#### CHALLENGE
Rewrite every line of the data starting at the line containing "of the dark" and ending at the line containing "[[275, 21]]", shifting each answer's coordinates by adding 128 to every number. Give only those lines.

[Object point labels]
□ □ □ □ □ □ □

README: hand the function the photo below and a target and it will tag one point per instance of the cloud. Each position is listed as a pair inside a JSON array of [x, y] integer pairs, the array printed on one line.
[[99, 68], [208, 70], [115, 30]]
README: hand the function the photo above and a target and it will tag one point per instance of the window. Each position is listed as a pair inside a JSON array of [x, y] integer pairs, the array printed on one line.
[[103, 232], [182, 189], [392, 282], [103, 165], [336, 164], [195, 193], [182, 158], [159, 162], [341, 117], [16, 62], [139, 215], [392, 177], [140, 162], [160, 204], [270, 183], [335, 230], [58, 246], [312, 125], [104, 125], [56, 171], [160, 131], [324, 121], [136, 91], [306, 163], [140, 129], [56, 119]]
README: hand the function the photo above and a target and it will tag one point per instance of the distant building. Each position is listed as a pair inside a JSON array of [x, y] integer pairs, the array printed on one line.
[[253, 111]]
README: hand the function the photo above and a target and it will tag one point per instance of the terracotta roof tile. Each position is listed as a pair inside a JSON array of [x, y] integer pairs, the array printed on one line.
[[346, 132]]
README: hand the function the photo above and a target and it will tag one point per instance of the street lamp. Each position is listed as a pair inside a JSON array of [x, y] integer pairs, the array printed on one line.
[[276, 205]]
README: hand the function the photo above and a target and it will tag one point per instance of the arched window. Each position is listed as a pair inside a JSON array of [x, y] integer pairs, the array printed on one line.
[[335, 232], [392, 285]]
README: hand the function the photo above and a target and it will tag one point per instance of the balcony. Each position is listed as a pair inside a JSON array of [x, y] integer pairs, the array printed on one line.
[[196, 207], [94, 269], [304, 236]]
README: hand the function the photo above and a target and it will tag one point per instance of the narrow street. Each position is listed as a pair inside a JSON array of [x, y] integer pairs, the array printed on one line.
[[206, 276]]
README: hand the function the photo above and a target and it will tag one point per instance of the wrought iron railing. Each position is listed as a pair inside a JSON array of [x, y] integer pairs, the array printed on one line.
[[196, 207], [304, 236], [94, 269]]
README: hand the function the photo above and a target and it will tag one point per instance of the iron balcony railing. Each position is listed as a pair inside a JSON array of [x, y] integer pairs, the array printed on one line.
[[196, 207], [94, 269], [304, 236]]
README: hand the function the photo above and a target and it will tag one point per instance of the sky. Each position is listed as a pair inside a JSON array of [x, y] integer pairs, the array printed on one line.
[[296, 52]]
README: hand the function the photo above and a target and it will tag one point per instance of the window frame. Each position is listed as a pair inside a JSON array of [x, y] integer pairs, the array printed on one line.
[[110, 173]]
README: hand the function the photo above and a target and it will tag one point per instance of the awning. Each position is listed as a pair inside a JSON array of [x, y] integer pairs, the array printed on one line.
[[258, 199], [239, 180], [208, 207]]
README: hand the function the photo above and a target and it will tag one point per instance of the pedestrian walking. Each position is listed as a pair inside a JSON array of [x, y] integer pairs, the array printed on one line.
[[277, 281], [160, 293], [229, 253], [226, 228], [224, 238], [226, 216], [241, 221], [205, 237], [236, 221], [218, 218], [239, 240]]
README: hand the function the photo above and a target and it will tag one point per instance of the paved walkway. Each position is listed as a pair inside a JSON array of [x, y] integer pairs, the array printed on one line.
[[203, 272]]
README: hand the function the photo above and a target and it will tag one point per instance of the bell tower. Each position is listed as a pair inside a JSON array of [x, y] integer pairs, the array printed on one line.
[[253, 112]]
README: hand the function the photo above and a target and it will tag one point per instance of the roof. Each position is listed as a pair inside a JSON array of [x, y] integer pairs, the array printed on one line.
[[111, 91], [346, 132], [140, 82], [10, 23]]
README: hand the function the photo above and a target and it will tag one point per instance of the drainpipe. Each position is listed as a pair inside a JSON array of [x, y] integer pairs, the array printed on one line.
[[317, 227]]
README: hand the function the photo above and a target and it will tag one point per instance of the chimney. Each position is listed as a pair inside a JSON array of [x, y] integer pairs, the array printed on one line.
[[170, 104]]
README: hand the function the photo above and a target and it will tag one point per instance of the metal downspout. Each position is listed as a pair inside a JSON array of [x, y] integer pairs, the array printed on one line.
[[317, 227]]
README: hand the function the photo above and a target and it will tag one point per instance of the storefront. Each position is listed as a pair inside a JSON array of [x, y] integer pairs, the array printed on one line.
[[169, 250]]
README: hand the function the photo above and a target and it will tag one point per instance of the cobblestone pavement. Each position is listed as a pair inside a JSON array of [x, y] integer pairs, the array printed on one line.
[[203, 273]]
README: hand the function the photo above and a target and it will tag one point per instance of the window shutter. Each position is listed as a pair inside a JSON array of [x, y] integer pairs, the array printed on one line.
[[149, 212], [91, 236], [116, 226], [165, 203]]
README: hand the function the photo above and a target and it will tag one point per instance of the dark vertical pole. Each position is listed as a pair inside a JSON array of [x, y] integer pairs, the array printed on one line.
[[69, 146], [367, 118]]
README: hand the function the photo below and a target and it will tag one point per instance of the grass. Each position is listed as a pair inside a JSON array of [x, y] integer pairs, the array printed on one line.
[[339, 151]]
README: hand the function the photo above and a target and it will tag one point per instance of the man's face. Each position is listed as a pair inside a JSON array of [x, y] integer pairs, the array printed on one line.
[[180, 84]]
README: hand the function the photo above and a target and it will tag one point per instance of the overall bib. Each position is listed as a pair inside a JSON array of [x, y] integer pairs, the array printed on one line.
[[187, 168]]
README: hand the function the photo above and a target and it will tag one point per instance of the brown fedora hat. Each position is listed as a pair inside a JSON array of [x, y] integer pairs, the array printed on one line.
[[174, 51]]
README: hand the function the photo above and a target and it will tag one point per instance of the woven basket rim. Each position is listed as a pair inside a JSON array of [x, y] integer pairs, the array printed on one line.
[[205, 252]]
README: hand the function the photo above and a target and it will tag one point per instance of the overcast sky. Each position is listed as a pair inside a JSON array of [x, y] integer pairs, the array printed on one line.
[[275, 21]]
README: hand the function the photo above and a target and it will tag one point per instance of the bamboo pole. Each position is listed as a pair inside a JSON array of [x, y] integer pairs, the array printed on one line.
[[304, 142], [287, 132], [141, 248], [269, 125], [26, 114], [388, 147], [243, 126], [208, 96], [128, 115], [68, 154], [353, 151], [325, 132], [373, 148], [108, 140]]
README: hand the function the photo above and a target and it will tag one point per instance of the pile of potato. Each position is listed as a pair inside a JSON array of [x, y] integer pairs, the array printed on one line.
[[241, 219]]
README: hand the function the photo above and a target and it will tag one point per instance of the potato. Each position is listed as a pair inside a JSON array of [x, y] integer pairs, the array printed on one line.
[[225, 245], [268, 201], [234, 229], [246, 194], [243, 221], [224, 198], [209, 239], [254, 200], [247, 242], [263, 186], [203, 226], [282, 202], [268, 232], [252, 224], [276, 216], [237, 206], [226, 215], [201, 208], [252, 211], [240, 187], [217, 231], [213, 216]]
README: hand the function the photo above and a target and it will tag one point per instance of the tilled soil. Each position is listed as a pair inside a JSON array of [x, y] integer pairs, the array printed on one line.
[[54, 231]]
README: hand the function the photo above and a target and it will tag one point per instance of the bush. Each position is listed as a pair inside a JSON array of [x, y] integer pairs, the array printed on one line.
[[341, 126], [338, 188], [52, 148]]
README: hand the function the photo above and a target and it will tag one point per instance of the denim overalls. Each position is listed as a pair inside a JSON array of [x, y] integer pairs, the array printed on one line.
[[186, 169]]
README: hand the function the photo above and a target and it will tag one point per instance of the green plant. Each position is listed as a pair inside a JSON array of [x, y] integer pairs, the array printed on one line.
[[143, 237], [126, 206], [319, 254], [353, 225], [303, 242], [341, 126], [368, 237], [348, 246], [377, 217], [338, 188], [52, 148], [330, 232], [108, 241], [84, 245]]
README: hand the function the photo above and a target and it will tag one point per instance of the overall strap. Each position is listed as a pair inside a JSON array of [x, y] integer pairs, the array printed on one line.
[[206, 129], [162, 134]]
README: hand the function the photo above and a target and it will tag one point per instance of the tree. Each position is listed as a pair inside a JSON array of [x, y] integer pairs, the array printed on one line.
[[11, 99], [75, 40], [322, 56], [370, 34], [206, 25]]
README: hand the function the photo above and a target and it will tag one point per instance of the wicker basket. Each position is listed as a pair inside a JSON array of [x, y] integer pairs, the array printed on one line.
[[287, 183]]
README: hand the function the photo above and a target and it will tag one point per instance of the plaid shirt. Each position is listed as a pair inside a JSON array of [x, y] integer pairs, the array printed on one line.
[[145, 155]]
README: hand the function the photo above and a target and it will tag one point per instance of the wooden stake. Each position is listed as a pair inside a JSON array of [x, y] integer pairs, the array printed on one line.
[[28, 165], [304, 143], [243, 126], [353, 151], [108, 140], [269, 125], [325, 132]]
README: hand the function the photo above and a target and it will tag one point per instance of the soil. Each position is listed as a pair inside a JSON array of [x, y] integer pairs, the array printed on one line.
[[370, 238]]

□ □ □ □ □ □ □

#### THE COMPLETED TASK
README: hand the function the photo above and a target and it will tag one point per instance of the dark vertical pole. Each position is listed as a pair inside a JSON array of [x, y] integer pairs, the array printed on one line.
[[197, 274], [495, 246]]
README: hand the function the photo below and a target and it will tag one point per instance of the grass. Each position is listed as a pair inside a JSON array of [x, y] integer pairs, the array printed on one line.
[[467, 279]]
README: hand the function the photo above and a target and it will tag one point per instance of the man's face. Each position is listed as a pair inside a JSON array of [x, y] integer pairs, the array printed on one line.
[[308, 212]]
README: hand the function the photo above and a target and it will tag one point per instance of the overall bib. Each position is listed as a pair inside a JSON array of [x, y] integer pairs, the array printed on one line.
[[315, 296]]
README: hand the function the photo above and a target and it will tag one point per instance of the brown fedora hat. Each position is listed as a pair inside a JSON array of [x, y] integer pairs, the array printed on one line.
[[302, 179]]
README: hand the function the photo above and a target and it will tag one point per instance of the woven basket rim. Each position is listed as a pair inside a JSON array of [x, y] integer pairs, the array printed on one line.
[[333, 380]]
README: hand the function the photo above and a target and it will tag one point per instance of the overcast sky. Each position is listed as a pair inside a JSON array of [x, y] integer pairs, the array printed on one line.
[[403, 149]]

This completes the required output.